### INSTRUCTION
Can you reproduce the rows below verbatim, from the line containing "tag: tree trunk | output bbox" through the last row, including both of those lines?

/---

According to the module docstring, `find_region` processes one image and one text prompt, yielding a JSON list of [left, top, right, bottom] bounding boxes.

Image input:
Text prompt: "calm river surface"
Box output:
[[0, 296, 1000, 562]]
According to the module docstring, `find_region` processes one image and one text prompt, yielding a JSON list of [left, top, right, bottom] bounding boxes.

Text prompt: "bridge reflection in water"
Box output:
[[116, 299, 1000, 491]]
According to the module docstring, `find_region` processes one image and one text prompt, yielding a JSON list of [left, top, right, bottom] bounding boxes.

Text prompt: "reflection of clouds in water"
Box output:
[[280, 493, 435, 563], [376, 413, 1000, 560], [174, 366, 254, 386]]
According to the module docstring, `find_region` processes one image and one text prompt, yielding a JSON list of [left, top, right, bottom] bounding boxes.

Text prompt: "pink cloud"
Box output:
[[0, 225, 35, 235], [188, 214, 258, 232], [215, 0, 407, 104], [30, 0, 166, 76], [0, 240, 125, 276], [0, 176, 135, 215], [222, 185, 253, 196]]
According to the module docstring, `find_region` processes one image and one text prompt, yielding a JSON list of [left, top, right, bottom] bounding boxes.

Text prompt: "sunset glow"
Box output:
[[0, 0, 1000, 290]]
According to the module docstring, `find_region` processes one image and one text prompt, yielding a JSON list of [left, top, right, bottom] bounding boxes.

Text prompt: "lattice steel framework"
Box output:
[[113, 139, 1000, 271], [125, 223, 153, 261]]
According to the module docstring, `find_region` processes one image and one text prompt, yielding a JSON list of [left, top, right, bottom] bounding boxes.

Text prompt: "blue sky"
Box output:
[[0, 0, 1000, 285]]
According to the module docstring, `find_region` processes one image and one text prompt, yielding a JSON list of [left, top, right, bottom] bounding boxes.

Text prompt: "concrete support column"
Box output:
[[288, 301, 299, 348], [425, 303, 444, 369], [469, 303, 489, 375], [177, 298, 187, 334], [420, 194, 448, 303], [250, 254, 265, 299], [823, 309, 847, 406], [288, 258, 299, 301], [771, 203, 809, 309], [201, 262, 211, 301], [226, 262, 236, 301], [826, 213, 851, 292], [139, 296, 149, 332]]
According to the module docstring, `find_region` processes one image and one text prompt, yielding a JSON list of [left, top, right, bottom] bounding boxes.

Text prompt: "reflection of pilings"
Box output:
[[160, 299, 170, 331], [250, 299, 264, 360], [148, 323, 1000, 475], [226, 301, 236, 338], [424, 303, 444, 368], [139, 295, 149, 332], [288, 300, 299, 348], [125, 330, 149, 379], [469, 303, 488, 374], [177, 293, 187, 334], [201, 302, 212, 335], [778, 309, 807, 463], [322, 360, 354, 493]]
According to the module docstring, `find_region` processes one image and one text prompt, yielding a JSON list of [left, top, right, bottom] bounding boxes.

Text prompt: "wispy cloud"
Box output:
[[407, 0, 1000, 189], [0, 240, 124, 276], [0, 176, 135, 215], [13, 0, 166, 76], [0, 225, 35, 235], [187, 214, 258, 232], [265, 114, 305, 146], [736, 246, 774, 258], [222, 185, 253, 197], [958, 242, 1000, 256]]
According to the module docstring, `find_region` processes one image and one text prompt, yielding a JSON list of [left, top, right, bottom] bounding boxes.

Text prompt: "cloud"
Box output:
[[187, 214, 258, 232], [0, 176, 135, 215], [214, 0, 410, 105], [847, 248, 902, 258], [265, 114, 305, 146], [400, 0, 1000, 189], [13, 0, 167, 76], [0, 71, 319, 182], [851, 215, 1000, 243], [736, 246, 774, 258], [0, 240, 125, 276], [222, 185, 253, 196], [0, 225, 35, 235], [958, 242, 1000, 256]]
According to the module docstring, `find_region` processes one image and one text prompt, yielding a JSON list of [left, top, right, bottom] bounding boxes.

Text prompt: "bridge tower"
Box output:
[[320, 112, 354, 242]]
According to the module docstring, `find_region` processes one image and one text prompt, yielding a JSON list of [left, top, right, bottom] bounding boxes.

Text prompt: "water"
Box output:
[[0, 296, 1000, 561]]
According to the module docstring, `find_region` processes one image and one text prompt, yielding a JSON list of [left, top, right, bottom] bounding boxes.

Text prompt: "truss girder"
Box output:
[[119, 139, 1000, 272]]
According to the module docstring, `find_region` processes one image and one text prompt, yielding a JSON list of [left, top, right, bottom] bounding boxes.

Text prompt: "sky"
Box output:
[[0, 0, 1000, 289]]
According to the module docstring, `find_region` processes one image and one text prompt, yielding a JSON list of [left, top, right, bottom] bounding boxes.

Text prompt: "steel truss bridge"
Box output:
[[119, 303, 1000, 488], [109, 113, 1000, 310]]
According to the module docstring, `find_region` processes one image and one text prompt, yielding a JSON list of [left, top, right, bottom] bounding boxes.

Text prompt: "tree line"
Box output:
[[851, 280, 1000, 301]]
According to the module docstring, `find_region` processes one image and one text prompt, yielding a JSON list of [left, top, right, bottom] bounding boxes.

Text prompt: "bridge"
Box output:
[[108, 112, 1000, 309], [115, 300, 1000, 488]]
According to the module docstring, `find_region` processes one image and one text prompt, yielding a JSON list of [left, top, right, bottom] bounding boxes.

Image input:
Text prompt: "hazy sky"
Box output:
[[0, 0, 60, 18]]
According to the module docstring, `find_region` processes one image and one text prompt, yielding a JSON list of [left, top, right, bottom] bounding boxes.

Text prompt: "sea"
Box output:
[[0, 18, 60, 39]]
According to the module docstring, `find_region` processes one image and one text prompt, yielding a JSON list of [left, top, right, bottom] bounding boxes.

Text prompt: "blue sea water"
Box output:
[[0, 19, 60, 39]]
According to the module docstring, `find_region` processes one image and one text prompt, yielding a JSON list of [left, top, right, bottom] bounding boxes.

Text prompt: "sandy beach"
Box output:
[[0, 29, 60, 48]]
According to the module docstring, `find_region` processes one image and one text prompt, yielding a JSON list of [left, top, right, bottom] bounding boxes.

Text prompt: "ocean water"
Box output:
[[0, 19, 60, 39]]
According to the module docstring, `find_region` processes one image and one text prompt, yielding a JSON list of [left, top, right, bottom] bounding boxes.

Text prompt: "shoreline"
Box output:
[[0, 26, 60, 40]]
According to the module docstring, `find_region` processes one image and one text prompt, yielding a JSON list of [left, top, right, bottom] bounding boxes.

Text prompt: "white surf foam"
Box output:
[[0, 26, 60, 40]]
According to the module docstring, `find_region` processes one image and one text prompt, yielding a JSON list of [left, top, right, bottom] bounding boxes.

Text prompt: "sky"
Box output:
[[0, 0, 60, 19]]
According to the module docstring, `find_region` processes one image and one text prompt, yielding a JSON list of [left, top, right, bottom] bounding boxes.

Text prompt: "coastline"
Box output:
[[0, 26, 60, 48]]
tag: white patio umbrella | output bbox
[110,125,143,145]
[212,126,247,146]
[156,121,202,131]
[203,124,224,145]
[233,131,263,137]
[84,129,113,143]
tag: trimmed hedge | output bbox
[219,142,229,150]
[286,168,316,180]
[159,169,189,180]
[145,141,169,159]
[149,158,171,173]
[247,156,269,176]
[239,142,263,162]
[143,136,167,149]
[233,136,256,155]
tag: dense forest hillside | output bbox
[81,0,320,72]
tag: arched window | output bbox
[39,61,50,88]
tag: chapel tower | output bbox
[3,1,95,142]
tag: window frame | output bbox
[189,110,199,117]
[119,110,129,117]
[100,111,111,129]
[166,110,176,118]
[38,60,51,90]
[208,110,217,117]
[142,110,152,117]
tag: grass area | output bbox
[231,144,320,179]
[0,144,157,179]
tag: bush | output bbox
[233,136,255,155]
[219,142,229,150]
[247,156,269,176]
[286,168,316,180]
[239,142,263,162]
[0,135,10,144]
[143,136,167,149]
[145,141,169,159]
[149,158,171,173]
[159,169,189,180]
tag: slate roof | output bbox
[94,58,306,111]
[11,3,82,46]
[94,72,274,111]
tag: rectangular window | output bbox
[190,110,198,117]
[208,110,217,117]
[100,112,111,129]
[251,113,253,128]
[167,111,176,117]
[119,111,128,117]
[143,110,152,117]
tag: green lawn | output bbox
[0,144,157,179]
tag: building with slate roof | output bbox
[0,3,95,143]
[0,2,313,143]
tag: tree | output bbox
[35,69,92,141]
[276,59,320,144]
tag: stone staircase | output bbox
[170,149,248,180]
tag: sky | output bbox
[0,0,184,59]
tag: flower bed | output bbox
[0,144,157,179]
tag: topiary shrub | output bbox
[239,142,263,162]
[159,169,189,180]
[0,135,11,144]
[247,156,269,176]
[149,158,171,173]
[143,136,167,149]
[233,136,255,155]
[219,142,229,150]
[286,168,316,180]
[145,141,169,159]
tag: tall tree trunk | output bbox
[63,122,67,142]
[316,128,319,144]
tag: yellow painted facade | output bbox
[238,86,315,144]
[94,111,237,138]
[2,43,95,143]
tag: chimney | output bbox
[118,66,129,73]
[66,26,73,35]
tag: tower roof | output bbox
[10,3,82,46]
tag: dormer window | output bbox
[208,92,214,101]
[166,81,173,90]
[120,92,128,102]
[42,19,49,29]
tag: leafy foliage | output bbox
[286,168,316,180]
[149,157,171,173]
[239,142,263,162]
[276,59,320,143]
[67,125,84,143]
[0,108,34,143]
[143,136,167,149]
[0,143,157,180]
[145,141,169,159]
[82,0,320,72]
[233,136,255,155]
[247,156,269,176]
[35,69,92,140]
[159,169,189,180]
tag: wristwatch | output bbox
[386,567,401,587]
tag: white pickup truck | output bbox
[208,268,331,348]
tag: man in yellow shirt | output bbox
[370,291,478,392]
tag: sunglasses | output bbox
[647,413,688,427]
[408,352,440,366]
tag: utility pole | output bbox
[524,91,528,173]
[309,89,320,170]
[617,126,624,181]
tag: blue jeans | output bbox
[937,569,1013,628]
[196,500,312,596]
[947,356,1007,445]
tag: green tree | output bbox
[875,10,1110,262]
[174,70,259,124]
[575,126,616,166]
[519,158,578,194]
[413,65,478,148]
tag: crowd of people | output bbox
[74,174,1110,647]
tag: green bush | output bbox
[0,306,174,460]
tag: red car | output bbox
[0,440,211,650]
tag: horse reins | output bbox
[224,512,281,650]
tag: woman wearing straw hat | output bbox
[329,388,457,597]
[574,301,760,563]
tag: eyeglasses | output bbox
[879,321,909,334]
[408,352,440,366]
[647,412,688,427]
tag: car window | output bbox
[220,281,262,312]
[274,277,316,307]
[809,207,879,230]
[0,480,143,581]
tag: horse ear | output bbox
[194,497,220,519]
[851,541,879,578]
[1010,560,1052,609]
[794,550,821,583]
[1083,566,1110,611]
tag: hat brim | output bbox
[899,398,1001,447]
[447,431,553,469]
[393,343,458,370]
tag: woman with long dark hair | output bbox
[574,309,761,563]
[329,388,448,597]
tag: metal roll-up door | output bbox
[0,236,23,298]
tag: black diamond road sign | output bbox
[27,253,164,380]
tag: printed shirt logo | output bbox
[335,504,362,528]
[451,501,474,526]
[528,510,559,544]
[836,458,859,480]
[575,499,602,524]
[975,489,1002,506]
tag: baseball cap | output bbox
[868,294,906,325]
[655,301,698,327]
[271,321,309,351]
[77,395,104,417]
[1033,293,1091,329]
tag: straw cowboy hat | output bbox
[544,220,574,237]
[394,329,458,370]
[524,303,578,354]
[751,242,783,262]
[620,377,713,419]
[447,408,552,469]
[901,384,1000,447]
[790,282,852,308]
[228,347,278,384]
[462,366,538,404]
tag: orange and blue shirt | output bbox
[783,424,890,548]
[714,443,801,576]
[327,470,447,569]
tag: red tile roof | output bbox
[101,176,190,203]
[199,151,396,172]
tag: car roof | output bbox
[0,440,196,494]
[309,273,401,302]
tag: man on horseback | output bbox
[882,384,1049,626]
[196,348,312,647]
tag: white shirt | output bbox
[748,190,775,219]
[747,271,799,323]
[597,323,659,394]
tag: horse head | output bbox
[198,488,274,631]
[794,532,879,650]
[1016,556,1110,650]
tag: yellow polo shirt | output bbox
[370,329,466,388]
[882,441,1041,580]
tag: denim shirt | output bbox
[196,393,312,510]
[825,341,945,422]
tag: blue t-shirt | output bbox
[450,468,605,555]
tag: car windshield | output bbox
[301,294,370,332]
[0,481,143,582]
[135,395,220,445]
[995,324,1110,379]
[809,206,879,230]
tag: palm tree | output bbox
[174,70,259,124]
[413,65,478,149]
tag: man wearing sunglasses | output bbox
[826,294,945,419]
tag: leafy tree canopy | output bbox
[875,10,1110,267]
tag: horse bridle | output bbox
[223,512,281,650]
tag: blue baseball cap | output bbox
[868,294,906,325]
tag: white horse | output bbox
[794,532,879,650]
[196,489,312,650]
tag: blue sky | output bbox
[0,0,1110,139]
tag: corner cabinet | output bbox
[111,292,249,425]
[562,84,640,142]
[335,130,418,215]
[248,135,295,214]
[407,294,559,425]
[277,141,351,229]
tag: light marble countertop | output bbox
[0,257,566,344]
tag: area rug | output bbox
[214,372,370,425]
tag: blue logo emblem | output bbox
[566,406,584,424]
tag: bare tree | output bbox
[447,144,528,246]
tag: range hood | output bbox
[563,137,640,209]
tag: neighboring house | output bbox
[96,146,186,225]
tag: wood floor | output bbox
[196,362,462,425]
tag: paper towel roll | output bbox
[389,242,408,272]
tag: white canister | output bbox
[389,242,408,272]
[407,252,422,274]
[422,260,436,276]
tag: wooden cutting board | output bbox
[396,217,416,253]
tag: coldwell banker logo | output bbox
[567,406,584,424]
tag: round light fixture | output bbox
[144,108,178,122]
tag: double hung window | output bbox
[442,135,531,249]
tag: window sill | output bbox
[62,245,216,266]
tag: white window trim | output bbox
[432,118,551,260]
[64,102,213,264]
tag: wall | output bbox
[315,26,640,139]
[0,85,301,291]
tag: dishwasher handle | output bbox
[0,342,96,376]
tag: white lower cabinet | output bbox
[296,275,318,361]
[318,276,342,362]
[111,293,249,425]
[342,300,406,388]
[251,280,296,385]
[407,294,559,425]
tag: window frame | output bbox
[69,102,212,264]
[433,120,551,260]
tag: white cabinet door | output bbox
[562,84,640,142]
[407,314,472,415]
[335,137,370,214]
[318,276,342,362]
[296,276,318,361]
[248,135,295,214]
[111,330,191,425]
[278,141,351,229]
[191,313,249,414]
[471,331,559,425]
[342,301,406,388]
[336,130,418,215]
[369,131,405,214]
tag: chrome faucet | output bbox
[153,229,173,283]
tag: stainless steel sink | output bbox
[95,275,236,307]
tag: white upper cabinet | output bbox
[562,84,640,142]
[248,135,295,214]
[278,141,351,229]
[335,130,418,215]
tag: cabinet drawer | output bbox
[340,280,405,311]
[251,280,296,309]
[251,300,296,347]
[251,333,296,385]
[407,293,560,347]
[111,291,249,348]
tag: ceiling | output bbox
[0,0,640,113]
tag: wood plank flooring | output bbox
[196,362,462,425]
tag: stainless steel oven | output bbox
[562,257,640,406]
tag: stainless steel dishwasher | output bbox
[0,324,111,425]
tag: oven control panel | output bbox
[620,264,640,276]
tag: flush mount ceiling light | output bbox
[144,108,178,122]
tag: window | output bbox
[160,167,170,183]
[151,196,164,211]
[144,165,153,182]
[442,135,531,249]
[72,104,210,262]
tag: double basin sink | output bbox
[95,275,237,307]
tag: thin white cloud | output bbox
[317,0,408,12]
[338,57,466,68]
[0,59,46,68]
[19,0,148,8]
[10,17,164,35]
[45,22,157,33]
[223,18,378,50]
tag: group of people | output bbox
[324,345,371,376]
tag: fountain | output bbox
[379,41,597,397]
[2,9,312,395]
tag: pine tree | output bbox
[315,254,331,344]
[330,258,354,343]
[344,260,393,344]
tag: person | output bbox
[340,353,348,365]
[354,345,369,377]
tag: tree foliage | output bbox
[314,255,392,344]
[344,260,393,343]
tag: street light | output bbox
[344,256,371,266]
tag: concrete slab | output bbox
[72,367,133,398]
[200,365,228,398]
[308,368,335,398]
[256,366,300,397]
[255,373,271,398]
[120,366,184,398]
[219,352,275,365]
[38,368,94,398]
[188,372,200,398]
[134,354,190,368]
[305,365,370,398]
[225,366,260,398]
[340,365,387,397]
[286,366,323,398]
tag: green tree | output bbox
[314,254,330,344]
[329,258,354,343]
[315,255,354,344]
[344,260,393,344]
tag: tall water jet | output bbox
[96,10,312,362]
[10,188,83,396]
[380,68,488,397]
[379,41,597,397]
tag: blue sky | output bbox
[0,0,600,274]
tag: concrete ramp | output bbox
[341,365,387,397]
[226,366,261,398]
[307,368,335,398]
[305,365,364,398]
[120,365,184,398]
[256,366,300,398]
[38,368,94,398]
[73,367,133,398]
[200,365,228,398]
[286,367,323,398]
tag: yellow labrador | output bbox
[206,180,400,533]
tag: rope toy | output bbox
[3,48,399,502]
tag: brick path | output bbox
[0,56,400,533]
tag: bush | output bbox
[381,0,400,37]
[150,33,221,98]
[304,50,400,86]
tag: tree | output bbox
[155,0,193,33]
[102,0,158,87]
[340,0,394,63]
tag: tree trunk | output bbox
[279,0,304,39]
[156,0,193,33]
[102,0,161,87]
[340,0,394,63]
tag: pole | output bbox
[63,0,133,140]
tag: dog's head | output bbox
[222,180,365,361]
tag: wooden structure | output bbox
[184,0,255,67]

\---

### EXERCISE SOLUTION
tag: tree trunk | output bbox
[279,0,304,39]
[156,0,193,33]
[102,0,161,87]
[340,0,394,63]
tag: pole | output bbox
[63,0,133,140]
tag: dog's head | output bbox
[222,180,365,361]
tag: wooden structure | output bbox
[184,0,255,67]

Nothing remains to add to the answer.